■ WHAT THE TASK REQUIRES ■
Count every line below that holds "blue". Number only.

----

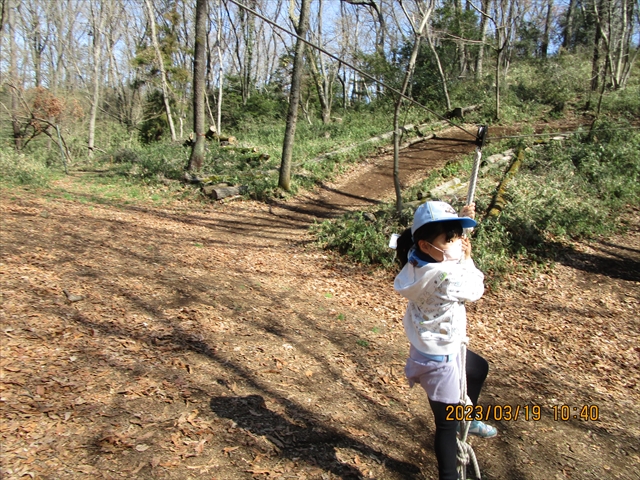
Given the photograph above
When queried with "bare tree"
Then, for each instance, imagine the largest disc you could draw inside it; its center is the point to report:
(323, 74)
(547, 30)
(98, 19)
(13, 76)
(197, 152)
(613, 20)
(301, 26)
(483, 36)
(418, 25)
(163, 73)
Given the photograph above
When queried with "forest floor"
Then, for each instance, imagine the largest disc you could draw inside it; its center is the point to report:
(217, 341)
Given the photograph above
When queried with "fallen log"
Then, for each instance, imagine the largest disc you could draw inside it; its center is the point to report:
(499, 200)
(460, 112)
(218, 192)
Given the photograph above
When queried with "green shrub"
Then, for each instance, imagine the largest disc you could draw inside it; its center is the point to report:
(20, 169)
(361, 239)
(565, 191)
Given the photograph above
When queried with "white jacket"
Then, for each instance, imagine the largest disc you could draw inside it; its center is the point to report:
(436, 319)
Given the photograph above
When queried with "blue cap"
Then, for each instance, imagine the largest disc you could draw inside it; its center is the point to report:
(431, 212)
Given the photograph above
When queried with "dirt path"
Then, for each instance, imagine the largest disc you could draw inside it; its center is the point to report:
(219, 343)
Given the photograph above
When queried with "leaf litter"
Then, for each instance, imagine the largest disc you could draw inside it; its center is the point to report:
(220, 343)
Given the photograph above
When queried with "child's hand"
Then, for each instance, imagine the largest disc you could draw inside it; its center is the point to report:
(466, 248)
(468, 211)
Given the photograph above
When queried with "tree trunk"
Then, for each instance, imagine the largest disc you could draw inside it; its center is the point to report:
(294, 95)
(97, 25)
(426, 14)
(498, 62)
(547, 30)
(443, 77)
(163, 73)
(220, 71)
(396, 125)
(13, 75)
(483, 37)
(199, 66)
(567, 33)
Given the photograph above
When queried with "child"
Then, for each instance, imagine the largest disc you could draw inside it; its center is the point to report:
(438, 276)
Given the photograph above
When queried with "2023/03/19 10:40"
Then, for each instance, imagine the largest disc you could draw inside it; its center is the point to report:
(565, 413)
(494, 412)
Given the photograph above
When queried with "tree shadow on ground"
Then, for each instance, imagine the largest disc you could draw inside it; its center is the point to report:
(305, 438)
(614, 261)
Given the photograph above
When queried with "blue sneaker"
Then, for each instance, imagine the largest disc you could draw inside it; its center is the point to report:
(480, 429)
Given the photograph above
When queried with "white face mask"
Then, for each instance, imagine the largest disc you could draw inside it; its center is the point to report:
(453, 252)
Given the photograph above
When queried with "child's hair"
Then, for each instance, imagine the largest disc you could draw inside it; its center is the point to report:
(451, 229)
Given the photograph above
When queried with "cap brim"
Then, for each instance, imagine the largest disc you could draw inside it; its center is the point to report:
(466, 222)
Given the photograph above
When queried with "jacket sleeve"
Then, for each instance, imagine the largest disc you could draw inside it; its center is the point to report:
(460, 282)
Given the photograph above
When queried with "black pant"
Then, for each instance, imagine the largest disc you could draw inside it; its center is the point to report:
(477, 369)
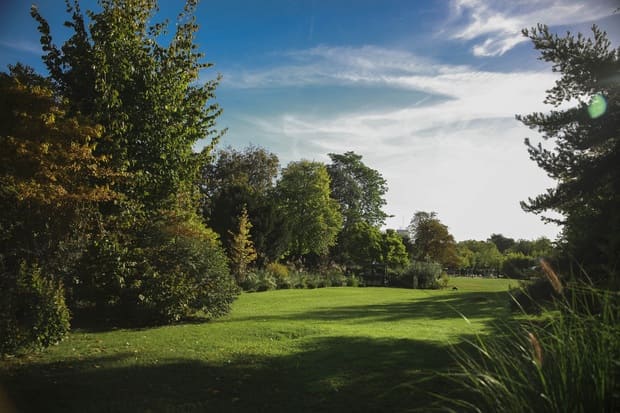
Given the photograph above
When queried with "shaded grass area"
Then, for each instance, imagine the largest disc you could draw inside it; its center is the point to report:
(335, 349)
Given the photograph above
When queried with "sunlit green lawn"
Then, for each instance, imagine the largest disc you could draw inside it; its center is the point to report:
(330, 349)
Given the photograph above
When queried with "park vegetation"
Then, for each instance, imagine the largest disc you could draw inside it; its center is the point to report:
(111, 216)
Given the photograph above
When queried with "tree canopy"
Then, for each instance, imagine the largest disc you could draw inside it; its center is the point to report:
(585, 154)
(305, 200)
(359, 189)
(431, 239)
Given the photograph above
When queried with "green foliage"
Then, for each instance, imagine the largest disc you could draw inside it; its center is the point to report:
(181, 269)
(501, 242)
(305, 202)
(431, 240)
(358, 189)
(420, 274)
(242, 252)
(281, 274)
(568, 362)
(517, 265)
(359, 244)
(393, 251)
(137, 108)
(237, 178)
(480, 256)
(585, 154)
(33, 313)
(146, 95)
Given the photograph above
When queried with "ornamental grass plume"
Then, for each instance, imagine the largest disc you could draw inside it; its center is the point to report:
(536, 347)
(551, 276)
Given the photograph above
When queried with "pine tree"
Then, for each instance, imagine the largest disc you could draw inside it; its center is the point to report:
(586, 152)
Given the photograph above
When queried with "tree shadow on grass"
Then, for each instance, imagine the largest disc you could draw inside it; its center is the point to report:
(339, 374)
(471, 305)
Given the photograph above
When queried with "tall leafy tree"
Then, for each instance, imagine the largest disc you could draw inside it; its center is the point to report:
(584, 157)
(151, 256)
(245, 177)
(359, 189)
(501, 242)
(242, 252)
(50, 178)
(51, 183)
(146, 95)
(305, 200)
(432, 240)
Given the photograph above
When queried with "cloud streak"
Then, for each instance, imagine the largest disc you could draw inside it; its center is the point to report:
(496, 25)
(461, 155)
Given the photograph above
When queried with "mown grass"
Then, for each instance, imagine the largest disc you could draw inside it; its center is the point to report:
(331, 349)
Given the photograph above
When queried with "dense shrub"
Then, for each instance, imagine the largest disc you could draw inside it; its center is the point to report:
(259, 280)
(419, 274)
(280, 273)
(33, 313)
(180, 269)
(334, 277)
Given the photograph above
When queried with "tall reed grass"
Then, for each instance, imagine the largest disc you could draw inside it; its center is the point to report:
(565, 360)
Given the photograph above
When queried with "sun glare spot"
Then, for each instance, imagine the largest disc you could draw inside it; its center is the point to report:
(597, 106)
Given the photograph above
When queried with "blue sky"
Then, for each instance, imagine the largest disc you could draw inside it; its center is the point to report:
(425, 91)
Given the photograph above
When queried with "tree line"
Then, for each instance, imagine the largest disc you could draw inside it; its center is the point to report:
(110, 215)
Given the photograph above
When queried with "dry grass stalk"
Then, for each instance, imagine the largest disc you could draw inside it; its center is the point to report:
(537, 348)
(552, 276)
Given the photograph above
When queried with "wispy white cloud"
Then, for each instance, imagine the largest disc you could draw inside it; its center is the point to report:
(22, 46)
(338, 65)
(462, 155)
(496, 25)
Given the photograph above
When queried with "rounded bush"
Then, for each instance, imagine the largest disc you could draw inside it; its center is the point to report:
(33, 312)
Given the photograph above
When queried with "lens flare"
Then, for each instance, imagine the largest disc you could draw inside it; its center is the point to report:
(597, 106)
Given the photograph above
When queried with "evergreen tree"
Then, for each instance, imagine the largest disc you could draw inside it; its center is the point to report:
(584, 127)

----

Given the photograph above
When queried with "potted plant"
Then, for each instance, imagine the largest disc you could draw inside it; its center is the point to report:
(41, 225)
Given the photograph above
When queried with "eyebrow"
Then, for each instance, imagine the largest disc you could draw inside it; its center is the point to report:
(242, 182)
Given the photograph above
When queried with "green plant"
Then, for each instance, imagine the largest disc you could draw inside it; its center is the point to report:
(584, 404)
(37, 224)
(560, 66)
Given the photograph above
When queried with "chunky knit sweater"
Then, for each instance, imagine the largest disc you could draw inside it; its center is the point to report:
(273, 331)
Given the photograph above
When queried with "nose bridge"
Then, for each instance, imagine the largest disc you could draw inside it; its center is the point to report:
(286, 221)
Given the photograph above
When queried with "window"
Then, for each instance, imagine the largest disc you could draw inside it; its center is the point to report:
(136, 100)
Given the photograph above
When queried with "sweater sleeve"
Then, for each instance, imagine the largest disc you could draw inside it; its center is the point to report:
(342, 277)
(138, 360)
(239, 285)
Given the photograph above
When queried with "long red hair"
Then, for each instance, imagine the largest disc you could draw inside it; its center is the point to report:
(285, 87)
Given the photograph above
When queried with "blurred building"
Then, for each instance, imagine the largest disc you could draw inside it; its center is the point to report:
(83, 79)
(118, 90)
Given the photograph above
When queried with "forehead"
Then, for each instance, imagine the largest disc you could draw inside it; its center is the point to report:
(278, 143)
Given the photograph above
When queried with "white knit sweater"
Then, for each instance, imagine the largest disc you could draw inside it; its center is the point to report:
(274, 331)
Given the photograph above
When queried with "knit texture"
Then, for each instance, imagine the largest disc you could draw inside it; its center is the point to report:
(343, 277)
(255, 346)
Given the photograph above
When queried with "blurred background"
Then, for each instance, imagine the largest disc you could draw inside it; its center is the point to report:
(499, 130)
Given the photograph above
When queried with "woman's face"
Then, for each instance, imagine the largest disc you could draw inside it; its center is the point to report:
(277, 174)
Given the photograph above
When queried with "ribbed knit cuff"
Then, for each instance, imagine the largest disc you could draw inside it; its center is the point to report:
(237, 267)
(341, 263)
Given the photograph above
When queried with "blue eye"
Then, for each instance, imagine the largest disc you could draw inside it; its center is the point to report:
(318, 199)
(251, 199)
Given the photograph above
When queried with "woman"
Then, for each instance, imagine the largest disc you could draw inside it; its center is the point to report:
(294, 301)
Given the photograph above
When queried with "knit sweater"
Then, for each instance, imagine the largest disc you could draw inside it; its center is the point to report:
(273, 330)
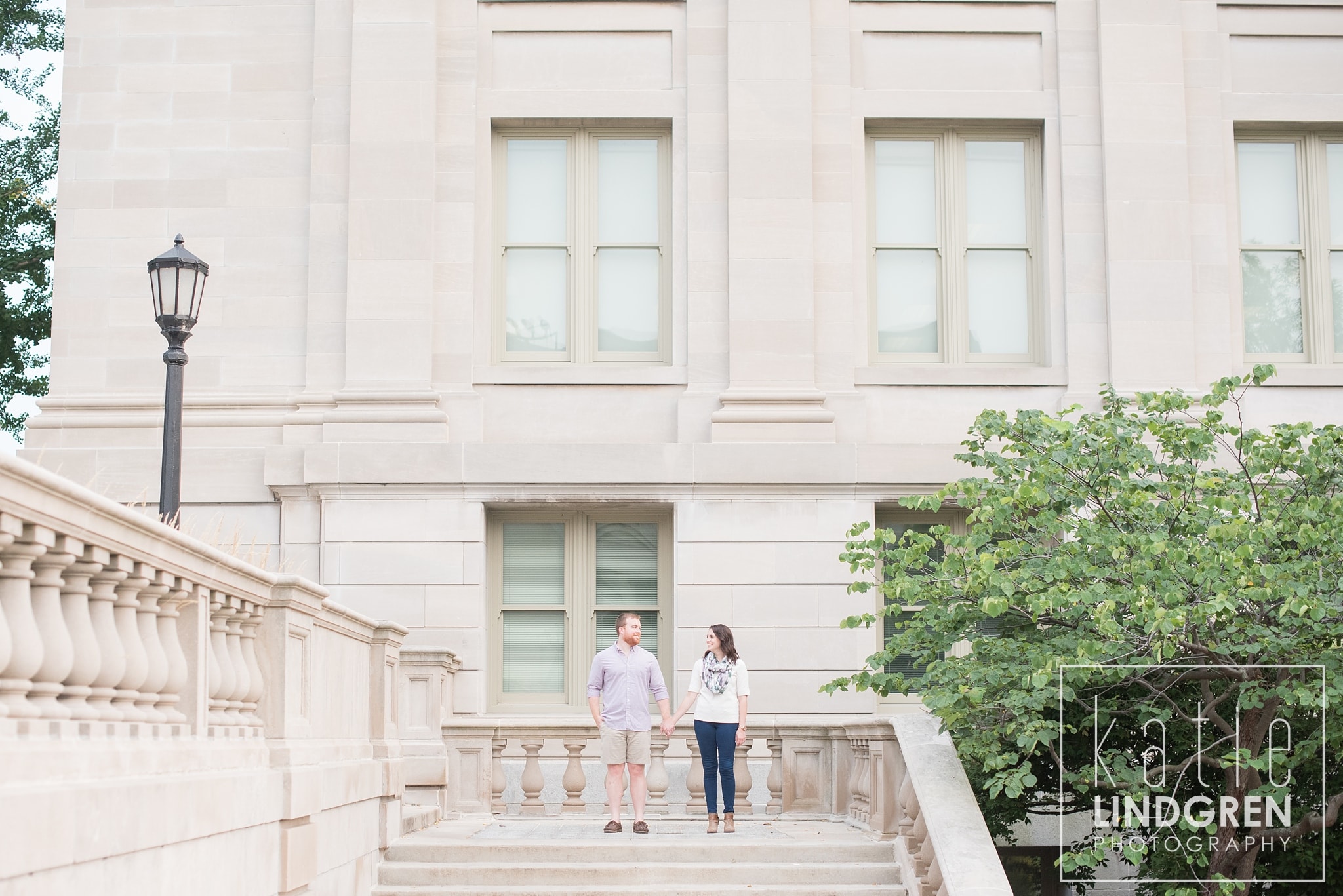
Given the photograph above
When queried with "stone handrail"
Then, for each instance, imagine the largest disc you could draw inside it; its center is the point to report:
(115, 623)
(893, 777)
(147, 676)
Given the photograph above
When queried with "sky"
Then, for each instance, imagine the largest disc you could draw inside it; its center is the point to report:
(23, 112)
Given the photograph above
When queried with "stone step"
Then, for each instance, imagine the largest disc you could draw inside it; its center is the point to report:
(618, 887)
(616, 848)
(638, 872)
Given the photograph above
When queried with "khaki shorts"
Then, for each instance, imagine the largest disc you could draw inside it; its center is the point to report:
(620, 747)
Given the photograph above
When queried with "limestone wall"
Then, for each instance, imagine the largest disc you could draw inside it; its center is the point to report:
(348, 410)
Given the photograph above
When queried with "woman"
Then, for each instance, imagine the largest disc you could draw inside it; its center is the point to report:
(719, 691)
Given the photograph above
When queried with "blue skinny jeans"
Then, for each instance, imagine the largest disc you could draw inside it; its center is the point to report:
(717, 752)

----

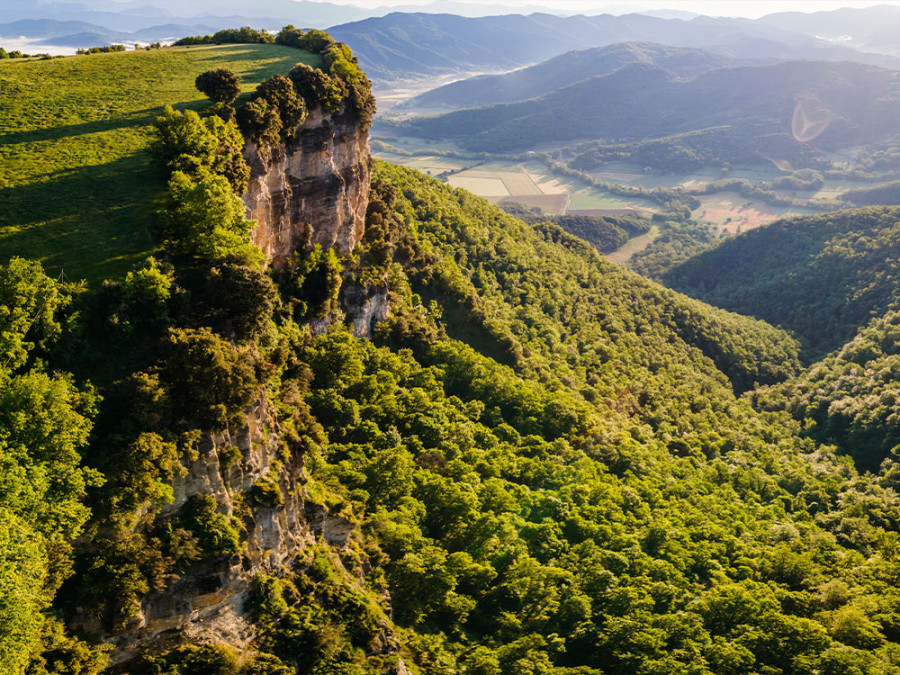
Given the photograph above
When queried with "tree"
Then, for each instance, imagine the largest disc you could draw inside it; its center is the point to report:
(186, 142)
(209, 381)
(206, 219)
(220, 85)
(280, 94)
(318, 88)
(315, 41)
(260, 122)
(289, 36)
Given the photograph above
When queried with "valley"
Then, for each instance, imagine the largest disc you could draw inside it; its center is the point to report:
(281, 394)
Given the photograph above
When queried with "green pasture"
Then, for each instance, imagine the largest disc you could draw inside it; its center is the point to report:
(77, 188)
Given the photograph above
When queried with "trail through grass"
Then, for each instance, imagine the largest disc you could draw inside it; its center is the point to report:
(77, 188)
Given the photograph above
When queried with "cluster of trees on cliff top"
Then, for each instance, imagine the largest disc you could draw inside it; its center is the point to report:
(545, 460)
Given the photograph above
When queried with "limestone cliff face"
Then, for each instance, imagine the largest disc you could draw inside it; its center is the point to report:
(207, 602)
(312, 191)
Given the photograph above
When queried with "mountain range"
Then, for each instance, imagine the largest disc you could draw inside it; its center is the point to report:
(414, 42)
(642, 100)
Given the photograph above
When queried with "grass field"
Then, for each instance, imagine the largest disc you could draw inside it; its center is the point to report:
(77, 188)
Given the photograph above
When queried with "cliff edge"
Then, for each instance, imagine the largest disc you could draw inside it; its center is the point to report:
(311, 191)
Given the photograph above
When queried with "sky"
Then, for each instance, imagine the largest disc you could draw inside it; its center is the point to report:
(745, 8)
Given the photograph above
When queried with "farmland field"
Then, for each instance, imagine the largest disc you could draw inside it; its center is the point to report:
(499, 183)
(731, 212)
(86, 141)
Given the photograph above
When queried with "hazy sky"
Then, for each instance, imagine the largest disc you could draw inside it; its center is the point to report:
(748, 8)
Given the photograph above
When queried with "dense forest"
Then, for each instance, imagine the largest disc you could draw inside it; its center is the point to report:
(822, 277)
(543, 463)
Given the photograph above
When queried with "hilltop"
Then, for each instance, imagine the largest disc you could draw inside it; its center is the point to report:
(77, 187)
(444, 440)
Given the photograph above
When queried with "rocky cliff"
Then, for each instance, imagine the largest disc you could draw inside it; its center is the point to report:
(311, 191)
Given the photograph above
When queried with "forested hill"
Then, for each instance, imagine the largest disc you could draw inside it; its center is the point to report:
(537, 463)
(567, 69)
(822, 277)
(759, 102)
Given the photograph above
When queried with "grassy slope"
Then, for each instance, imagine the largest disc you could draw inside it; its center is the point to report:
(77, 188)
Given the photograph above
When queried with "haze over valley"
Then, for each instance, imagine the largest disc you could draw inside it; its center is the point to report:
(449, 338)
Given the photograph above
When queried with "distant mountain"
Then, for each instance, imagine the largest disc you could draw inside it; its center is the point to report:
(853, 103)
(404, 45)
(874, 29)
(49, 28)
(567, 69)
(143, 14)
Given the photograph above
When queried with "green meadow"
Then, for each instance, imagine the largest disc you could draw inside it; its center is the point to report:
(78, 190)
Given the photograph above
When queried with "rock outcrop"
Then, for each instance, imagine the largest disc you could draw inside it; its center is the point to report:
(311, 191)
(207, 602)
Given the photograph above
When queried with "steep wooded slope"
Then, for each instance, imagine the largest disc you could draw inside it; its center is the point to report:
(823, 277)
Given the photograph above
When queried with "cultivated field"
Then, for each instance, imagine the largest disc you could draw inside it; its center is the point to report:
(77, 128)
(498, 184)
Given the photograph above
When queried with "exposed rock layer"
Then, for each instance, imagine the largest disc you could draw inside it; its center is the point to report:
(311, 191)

----

■ EXERCISE ANSWER ■
5